**EXERCISE DIRECTIONS**. Copy the lines below word for word, starting at the line that contains "Query: outdoor structure" and ending at the line that contains "296], [0, 203, 95, 265]]", with both of those lines included.

Items stored from a collection
[start]

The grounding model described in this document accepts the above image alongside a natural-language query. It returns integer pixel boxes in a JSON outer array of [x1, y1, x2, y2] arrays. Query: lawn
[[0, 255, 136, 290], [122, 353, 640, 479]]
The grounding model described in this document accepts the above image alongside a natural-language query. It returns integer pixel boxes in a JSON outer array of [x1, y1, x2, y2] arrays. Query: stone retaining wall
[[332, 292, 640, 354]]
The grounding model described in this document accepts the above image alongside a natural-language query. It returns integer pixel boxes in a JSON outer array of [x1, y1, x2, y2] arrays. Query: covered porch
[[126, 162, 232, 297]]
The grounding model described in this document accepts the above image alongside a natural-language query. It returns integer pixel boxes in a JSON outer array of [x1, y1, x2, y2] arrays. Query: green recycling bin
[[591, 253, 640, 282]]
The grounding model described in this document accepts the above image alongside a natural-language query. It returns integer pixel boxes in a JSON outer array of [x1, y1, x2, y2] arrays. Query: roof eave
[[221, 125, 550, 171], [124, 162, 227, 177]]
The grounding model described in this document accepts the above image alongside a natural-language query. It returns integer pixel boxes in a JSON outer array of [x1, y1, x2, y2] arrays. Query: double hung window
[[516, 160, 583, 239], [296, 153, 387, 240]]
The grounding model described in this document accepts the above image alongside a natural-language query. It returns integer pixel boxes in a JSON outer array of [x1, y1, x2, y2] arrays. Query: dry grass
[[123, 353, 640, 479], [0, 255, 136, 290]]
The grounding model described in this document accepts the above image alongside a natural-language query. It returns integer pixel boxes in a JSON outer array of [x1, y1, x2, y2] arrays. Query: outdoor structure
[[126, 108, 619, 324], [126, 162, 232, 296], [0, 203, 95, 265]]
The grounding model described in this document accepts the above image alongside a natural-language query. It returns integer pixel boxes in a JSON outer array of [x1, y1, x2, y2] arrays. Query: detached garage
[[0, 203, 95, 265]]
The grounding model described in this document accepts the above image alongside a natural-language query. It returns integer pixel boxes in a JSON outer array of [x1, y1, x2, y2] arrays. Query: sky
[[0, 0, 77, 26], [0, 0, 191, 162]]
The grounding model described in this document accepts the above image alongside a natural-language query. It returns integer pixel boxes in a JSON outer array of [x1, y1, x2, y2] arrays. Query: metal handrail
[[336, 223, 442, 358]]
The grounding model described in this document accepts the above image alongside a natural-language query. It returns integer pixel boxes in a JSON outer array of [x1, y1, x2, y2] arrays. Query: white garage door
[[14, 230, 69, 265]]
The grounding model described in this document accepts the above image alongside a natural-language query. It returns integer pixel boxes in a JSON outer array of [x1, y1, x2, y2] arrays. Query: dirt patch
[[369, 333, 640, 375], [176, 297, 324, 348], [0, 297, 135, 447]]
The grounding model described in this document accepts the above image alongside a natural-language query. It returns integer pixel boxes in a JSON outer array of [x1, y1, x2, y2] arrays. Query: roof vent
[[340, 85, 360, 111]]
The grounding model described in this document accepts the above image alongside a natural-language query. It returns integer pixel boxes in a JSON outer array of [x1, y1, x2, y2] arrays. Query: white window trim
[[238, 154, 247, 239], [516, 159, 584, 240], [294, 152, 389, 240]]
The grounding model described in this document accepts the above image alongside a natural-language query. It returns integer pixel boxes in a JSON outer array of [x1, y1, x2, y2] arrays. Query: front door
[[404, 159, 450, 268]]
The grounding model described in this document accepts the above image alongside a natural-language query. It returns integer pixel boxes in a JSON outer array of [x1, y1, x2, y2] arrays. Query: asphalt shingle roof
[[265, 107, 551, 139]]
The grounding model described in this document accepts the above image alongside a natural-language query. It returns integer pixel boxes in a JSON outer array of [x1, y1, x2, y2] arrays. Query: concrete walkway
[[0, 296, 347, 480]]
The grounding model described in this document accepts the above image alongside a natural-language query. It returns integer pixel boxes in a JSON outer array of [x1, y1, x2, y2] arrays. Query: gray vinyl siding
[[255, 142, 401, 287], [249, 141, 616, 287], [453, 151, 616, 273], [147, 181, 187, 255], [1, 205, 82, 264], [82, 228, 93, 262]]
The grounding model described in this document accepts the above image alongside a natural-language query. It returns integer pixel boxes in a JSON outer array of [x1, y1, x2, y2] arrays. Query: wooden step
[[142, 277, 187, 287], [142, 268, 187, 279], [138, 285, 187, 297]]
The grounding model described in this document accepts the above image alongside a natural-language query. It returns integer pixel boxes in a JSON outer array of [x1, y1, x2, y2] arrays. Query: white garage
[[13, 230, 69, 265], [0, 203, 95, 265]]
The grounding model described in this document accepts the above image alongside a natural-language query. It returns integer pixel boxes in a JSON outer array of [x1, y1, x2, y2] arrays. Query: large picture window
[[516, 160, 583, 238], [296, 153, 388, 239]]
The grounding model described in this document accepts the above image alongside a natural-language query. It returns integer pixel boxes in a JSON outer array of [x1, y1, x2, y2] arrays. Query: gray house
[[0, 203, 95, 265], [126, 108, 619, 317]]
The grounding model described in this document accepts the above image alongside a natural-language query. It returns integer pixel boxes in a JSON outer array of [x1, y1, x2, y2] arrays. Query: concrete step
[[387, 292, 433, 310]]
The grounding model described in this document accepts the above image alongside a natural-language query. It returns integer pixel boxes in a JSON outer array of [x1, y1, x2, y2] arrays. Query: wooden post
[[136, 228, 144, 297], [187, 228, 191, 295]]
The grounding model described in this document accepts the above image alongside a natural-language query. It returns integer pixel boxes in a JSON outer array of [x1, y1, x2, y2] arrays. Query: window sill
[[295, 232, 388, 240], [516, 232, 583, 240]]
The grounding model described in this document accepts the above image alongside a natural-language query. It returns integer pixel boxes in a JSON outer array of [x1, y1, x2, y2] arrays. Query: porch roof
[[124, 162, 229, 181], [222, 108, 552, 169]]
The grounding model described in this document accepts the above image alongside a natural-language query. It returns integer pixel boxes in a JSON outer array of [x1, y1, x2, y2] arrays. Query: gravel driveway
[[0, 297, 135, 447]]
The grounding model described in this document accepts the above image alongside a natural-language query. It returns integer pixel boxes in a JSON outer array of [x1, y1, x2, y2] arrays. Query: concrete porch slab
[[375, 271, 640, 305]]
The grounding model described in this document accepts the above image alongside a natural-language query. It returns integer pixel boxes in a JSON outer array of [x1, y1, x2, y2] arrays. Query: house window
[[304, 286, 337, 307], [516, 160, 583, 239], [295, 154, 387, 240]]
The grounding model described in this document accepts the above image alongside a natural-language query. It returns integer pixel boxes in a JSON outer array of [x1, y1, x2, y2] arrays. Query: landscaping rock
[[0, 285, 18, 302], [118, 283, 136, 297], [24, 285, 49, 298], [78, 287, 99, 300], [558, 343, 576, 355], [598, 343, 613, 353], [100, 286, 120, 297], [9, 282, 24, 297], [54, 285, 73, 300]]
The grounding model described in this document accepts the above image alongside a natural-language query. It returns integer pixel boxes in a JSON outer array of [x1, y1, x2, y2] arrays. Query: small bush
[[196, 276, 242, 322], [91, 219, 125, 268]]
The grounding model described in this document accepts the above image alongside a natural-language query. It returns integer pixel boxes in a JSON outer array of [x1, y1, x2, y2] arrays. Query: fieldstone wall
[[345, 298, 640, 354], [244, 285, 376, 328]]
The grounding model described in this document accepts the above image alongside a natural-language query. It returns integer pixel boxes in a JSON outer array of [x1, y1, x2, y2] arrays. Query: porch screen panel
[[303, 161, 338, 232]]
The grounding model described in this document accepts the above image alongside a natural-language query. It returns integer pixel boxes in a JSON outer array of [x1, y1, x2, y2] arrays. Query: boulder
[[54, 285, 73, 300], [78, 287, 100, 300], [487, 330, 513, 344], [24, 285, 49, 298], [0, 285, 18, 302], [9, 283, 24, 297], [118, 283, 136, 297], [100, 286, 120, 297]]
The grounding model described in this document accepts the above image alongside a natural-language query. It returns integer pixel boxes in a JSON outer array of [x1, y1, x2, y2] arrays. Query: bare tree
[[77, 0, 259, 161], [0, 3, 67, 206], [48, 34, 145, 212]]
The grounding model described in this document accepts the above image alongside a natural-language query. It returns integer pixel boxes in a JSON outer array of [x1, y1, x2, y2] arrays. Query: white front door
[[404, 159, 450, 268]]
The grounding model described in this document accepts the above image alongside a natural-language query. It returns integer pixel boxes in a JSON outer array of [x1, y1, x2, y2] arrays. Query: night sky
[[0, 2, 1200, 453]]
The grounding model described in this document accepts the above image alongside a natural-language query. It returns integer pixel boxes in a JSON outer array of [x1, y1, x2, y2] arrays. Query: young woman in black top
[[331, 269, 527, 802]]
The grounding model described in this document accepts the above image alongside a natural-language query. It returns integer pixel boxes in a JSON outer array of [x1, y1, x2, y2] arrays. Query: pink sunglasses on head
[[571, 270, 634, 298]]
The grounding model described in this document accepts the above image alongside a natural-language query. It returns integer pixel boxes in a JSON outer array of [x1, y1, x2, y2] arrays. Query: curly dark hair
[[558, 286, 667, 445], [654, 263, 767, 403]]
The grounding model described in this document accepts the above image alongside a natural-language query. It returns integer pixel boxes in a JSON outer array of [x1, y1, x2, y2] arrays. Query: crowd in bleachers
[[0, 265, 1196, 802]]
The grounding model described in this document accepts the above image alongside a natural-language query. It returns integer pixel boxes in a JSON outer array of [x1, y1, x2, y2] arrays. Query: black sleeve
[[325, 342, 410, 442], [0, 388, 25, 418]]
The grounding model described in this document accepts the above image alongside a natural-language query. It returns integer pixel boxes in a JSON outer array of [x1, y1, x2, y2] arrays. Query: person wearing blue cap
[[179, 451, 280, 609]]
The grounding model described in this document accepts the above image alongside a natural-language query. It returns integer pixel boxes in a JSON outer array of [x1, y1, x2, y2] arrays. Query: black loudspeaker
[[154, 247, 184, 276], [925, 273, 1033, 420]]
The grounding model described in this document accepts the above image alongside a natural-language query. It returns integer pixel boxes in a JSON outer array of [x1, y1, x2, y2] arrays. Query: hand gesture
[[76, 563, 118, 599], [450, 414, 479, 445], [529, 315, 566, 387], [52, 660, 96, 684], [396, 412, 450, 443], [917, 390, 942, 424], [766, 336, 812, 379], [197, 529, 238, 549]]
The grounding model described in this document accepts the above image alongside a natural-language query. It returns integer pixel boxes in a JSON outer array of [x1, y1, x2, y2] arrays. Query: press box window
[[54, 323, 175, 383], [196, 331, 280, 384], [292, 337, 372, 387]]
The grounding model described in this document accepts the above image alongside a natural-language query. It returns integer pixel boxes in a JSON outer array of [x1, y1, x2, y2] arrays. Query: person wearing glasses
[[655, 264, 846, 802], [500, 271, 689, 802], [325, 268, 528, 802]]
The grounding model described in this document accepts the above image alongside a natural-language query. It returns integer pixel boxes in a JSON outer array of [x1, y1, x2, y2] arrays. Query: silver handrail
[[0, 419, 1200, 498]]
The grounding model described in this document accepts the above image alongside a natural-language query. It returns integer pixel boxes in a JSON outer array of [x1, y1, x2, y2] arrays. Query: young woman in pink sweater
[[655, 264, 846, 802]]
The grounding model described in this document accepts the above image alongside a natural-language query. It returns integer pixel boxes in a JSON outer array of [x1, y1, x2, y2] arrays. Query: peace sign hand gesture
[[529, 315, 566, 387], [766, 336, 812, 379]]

[end]

**WRITTEN RESPONSE**.
The grounding model described in this document accepts the above image alongside a natural-language query. It returns integer pixel boxes in a JSON outer array of [x1, y1, x2, y2] arrays. Query: outdoor structure
[[126, 108, 619, 324], [126, 162, 232, 296], [0, 203, 95, 265]]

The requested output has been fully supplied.